→ **Assignment 1**
List the things that the headline of the Idaho public-schools article says the new report finds in U.S. public education.
→ **Assignment 2**
Extend the Idaho public-schools article past its final paragraph.
─── Text block
A new report finds systemic racism, sexual obscenity, and anti-Americanism in U.S. public education, even in a deeply red state

While Idaho is considered a refuge for people fleeing Democrat-controlled areas, a new report shows the state’s supermajority Republican legislature has not protected children from far-left politics in public schools, including state-sponsored racism and hiding transgender ideation from childrens’ parents.

Report authors Anna Miller and Dr. Scott Yenor note that the kind of extremist ideology affecting kids in blue and purple states is also metastasizing within small-town and rural public schools in locales that faithfully vote Republican.

“School administrators in Coeur d’Alene manipulated an 11-year-old girl into believing she was a boy and should undergo gender transition surgery,” Miller writes in a study overview in The American Mind. “The elementary school counselor had coached the young girl into believing she was transsexual and instructed her how to tell her parents about her new identity. According to a recorded phone call between the counselor and parent, the principal and other school officials had known about this and began calling the girl by a boy’s name while purposefully choosing not to inform the child’s parents.”
──────
─── Data for review
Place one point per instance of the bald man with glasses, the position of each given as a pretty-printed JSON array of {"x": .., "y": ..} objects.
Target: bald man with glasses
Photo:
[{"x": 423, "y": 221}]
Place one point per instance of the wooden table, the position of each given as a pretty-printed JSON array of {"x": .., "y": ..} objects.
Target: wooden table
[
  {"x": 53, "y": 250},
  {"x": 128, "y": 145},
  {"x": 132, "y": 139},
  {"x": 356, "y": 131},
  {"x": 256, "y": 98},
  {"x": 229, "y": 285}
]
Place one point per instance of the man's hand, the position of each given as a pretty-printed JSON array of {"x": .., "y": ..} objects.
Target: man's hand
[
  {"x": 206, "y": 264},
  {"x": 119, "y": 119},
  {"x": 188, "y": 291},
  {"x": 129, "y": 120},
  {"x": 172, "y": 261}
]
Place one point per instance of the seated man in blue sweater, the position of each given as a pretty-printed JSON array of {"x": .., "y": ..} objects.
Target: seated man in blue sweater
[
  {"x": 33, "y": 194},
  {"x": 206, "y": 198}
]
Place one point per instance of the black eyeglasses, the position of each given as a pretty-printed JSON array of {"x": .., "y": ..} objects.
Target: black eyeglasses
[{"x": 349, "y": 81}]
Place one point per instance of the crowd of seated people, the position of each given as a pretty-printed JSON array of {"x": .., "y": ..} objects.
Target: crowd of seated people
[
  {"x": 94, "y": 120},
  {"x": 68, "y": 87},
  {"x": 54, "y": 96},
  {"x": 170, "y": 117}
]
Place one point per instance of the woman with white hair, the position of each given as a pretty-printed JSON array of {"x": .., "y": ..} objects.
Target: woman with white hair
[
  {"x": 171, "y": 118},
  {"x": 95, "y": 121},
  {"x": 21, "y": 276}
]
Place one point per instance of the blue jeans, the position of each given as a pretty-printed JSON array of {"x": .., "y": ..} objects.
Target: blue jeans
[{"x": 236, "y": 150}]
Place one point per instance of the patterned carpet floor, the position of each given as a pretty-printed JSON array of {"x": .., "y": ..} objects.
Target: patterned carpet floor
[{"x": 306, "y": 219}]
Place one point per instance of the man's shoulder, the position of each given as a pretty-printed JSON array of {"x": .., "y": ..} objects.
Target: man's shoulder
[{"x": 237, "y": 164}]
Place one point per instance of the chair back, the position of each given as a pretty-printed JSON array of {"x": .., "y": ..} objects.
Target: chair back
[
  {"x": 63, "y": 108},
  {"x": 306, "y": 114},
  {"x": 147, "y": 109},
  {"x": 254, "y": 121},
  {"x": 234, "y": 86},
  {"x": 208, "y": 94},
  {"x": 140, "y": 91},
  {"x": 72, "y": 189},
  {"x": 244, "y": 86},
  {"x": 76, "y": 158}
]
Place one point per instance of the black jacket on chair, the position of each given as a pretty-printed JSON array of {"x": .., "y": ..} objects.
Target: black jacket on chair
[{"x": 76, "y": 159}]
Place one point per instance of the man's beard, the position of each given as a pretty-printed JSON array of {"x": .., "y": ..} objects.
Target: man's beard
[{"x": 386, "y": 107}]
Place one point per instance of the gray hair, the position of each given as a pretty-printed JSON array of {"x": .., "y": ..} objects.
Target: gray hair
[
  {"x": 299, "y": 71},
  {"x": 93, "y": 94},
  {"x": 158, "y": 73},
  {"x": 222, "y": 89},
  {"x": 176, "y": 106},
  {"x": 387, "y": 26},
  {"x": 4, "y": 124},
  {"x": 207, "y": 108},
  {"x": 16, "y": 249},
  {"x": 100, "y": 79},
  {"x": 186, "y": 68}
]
──────
─── Data for review
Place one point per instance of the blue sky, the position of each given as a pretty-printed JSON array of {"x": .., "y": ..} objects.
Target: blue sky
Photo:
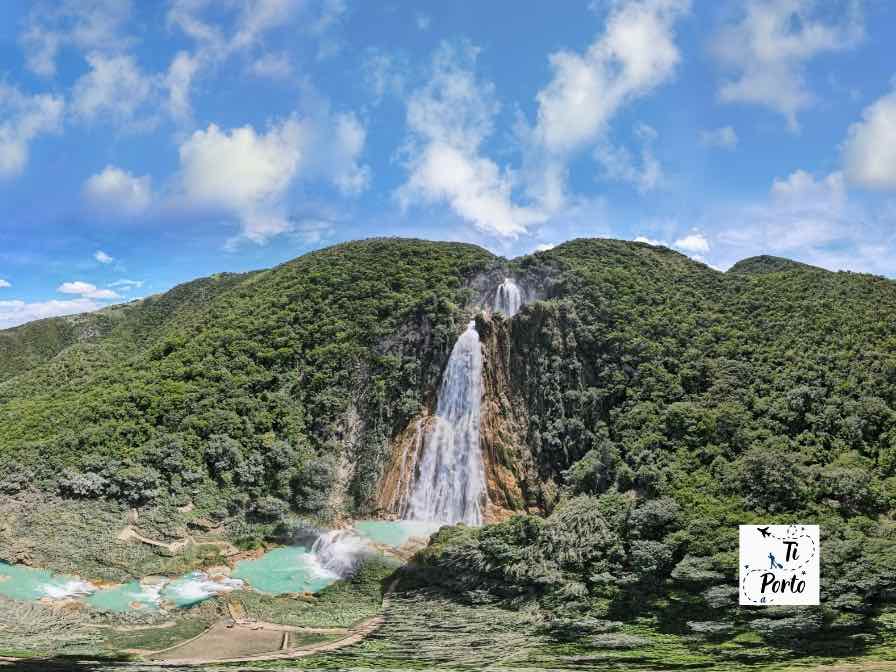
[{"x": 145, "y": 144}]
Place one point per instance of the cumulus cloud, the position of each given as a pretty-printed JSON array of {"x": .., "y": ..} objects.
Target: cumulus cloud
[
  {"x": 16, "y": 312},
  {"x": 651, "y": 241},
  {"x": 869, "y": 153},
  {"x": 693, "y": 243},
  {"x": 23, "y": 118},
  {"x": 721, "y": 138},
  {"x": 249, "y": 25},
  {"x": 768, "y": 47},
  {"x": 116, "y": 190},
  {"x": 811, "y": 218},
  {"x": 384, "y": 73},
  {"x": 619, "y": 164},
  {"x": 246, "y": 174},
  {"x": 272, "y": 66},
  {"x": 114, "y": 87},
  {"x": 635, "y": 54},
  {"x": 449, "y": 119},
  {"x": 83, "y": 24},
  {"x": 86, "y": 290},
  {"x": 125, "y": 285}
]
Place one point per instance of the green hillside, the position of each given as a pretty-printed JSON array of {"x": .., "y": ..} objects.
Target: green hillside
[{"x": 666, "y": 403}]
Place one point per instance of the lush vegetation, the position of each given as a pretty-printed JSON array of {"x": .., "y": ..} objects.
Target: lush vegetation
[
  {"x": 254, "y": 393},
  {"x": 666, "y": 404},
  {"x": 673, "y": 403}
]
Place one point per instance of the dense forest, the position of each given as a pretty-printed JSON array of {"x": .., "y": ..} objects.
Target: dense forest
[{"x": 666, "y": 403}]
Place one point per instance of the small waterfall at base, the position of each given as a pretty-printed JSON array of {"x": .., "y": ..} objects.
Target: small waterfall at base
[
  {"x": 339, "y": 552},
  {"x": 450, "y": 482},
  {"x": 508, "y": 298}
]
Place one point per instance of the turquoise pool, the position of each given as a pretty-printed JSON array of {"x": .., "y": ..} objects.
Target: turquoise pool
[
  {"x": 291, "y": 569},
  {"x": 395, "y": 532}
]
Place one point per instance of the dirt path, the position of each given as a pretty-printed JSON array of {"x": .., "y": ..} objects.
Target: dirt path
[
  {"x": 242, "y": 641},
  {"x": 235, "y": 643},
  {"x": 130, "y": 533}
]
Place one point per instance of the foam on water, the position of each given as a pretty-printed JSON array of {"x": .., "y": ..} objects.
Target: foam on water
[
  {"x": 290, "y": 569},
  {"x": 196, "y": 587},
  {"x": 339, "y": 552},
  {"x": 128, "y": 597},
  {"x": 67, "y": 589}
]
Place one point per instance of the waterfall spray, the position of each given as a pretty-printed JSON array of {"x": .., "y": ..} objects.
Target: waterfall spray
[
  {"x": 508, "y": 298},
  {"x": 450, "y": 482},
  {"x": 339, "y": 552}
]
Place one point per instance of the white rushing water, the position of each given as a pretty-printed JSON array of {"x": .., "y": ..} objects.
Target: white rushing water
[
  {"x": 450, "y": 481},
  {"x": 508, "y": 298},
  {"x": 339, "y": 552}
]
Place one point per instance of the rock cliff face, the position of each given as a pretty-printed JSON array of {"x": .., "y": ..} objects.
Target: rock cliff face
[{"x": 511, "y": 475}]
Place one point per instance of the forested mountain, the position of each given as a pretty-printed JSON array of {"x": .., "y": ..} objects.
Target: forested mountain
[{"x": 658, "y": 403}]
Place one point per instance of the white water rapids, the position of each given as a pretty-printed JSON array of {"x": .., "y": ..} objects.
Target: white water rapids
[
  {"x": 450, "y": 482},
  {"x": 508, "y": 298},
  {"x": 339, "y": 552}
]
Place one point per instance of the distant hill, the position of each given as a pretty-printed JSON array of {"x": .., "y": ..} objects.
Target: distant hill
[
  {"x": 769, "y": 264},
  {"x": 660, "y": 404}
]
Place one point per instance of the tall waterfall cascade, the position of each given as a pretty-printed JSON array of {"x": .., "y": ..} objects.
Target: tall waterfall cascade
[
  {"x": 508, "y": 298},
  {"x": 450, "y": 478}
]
──────
─── Data for review
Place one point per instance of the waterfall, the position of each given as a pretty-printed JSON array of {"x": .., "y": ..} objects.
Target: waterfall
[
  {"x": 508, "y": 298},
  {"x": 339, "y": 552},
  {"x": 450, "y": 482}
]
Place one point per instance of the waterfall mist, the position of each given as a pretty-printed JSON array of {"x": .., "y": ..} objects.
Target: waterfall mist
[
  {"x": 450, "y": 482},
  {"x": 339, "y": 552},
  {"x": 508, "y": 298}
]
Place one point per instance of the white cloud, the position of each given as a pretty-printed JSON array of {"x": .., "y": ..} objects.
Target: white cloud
──────
→ **Written response 1**
systemic racism
sexual obscenity
anti-Americanism

→ **Written response 2**
Coeur d’Alene has a population of approximately 54,000, according to census data. It’s in rural north Idaho, within commuting distance to Spokane, Washington. It’s a conservative lumber, manufacturing, and health-care town surrounded by mountains and lakes. People live there to enjoy the classic American way of life, but their public schools work to undermine that way of life with public resources, in the absence of effective oversight from elected officials.

Leftist morality that undermines the beliefs and desires of a majority of Idaho’s citizens is rampant throughout the Republican-run state’s education systems, says Miller and Yenor’s recently released report for the Idaho Freedom Foundation and Claremont Institute’s Center for the American Way of Life: “Things that were unthinkable five or 10 years ago now are everyday practices in public schools across America.”

Many Idahoans have “the sense that Idaho is immune from these disturbances,” the report notes. “Our school districts seem responsive and responsible. Our laws emphasize conservative values. We have Republican supermajorities… There may be an Idaho difference, but the difference is not what people think. Idaho is uniquely complacent about the trends that people in other states see.”

Putting Explicit Sexual Info In Kids’ Hands
One of the most visible ways many Idaho public schools push extremism common to far-left locales is in exposing kids to adult sexual practices and gender ideology, often without parent knowledge or consent.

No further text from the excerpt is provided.